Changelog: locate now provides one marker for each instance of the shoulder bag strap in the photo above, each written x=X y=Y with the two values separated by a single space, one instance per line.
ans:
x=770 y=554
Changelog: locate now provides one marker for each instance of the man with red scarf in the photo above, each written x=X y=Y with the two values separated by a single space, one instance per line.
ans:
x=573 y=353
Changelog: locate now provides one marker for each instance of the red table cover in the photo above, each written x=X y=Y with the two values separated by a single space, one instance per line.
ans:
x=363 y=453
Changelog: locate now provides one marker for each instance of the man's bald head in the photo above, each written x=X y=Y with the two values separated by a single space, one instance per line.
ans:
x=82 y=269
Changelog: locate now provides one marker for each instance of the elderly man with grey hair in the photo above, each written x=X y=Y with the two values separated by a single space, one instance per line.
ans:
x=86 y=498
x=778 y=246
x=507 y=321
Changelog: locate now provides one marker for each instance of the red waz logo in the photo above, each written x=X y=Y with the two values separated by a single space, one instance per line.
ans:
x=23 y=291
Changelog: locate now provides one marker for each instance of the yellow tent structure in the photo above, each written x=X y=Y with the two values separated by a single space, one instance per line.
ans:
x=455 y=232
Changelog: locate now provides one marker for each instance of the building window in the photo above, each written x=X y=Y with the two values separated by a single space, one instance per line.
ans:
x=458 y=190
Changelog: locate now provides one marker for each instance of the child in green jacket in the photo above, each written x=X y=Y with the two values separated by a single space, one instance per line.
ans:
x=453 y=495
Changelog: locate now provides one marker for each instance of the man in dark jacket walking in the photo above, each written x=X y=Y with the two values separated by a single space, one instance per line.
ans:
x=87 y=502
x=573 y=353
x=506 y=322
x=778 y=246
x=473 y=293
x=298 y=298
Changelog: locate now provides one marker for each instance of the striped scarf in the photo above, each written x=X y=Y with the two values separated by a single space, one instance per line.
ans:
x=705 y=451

****************************************

Recast all of the records above as a two-column CSV with the header record,answer. Give one row per record, with its text in one quoted field and its answer in another, and turn any line breaks into spaces.

- EXERCISE RESULT -
record,answer
"Changelog: locate now provides one marker for each instance of the shoulder bag strap in the photo above, each written x=X y=Y with the two values separated by a single space, one instance per line. ans:","x=770 y=554"
"Changelog: locate now provides one marker for each instance of the man with red scarf in the photo above, each written x=X y=Y with the two values separated by a single space, one instance per line. ans:","x=573 y=353"
"Changelog: locate now provides one marker for each instance of the red table cover in the photo above, each written x=X y=Y with the two values separated by a single space, one instance per line. ans:","x=363 y=453"
"Changelog: locate now provides one marker for each instance of the man's bald head in the photo above, each written x=X y=Y with the two values separated by a single space, one instance per line. ans:","x=82 y=269"
"Changelog: locate now provides one marker for each instance of the elderly man with grey hair in the photo above, each written x=X y=Y with the two values separated by a single space, one instance per line. ans:","x=86 y=498 x=778 y=246 x=507 y=321"
"Changelog: locate now provides one marker for each instance of the red waz logo in the photo above, each written x=X y=Y with the two values separated by a single space, one instance per line. ans:","x=23 y=291"
"Changelog: locate now provides one marker for each instance of the yellow tent structure in the photo above, each written x=X y=Y with the two values separated by a single space, one instance per line. ans:","x=455 y=232"
"Changelog: locate now provides one marker for each instance of the building window in the photo above, each written x=X y=Y with the two values separated by a single space, one instance per line. ans:","x=458 y=190"
"Changelog: locate now provides one marker for each instance of the child in green jacket in the photo above, each written x=X y=Y with the two values separated by a single space, one instance per line. ans:","x=453 y=495"
"Changelog: locate now provides one marker for each instance of the man in dark jacket walking in the photo above, each written x=X y=Y with the two values separated by a single space, one instance per line. ans:","x=87 y=502 x=573 y=353 x=506 y=322 x=778 y=246 x=473 y=293 x=298 y=298"
"Changelog: locate now provides one marker for each instance of the striped scarf in the photo above, each written x=X y=Y with the two values separated by a single space, one instance per line. ans:","x=705 y=451"